Our hidden heroes today
As a youngster, Annie Todhunter was taken by her mother to doctors in Britain and Switzerland in a vain search for a fix for her hip defect.
As a Red Cross volunteer in World War I, Todhunter used the friends she’d made and languages she’d learned to single-handedly organise the Missing Soldiers’ Enquiry Bureau, organising searchers to scour the hospitals and cemeteries of England and France for missing men.
Talking to younger Todhunter generations this week, they are surprised and delighted to learn of the contribution made by this woman who, to the family, was simply a maiden aunt whose deafness in later years meant she mostly kept to herself.
Ella and William Price sheltered their son and his friend– both on the run from compulsory war service – in the ceiling cavity of their home in Victoria St, Christchurch. The Prices’ willingness to face a sixmonth prison sentence speaks to their certainty about the principles that motivated the two military deserters.
Takaka brothers Charlie, Ted and Leslie Newlove died within eight days of each other on the Western Front, leaving no children to remember them – just their ageing mother to grieve her lost sons.

+===+

● **Required action**:
Resume the article on World War I hidden heroes after its last sentence and carry it further. These dataset excerpts are separate material and have no connection to the article on hidden heroes.

(Dataset excerpts)
+===+

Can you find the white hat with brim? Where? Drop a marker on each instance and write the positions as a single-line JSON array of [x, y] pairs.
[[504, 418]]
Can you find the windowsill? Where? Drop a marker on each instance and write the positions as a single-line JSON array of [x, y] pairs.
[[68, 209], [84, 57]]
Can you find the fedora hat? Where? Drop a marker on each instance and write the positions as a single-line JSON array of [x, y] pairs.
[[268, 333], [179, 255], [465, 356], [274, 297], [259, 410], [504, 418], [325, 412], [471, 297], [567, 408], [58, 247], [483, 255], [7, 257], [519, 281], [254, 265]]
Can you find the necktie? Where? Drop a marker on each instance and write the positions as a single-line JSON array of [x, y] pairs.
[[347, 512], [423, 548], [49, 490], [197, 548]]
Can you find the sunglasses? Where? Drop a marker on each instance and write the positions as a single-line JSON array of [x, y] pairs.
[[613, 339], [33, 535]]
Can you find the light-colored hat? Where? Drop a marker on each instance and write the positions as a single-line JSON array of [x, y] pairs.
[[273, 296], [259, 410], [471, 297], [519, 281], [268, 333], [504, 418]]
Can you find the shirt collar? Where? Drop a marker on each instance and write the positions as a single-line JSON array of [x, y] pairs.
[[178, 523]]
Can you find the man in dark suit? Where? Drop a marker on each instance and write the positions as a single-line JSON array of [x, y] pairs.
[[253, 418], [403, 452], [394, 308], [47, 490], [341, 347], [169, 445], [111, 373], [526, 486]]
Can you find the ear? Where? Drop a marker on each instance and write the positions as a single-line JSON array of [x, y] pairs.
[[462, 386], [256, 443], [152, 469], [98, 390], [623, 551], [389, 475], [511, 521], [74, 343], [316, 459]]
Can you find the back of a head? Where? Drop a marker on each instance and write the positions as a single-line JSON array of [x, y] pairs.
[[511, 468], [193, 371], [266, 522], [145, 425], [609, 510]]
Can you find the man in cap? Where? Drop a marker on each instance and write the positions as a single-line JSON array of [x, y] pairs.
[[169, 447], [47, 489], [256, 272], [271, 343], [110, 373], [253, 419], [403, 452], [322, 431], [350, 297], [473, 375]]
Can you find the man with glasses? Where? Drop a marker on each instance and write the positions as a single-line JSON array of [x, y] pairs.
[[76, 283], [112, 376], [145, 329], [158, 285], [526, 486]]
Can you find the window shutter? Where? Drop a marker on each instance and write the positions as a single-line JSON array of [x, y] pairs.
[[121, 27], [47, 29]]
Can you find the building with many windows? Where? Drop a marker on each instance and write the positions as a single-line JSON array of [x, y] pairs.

+===+

● **Final answer**:
These are some of our war heroes. And they were forgotten in their own lifetimes.
Talking to families about their lost loved ones, that is one of the more poignant discoveries.
So now, 100 years on from the end of World War I, who are our forgotten heroes today? Those who are quietly, humbly, risking themselves for others?
They may be vigorous young women and men, serving brave causes around the world. They may be keyboard warriors fighting unpopular causes at home. They may be deaf maiden aunts, quietly putting their reputations and livelihoods on the line and seeking no acclaim.
The memories of the heroes of World War I will fade further into the mists of the past. But a century on, Armistice Day is a chance for us to think about those hidden heroes of today.